引用文:
%%
{rstan} で 「状態空間時系列分析入門」 を再現したい。やっていること / 数式はテキストを参照。
リポジトリ: https://github.com/sinhrks/stan-statespace
library(devtools)
# devtools::install_github('hoxo-m/pforeach')
# devtools::install_github('sinhrks/ggfortify')
library(rstan)
library(pforeach)
library(ggplot2)
ggplot2::theme_set(theme_bw(base_family="HiraKakuProN-W3"))
library(ggfortify)
# モデルが収束しているか確認
is.converged <- function(stanfit) {
summarized <- summary(stanfit)
all(summarized$summary[, 'Rhat'] < 1.1)
}
# 値がだいたい近いか確認
is.almost.fitted <- function(result, expected, tolerance = 0.001) {
if (abs(result - expected) > tolerance) {
print(paste('Result is ', result))
return(FALSE)
} else {
return(TRUE)
}
}
ukdrivers <- read.table('../data/UKdriversKSI.txt', skip = 1)
ukdrivers <- ts(ukdrivers[[1]], start = c(1969, 1), frequency = 12)
ukdrivers <- log(ukdrivers)
ukpetrol <- read.table('../data/logUKpetrolprice.txt', skip = 1)
ukpetrol <- ts(ukpetrol, start = start(ukdrivers), frequency = frequency(ukdrivers))
確率的レベルと説明変数のあるローカルレベルモデル。
※初期値/制約を与えてもかなり値がずれる
model_file <- '../models/fig05_04.stan'
cat(paste(readLines(model_file)), sep = '\n')
%%
データ一覧:
%%
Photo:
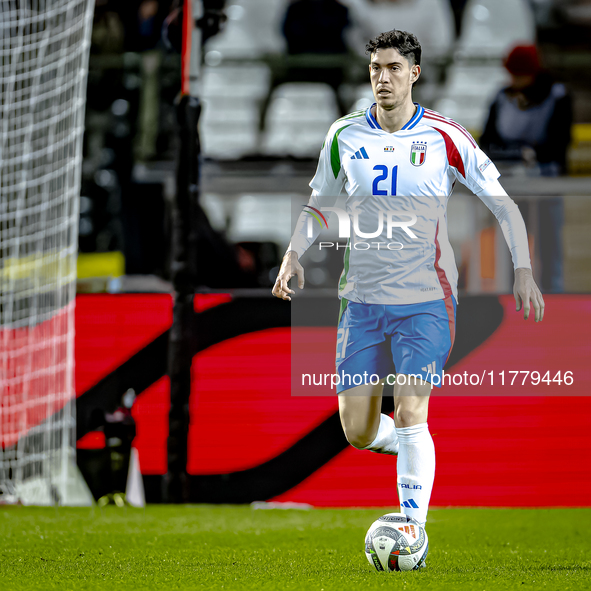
%%
課題内容: 引用文の「library(ggplot2)」から「summarized <- summary(stanfit)」までを、一字一句変えずにすべて書き写してもらえますか？ 一覧は参照しなくてかまいません。

回答:
library(ggplot2)
ggplot2::theme_set(theme_bw(base_family="HiraKakuProN-W3"))
library(ggfortify)
# モデルが収束しているか確認
is.converged <- function(stanfit) {
summarized <- summary(stanfit)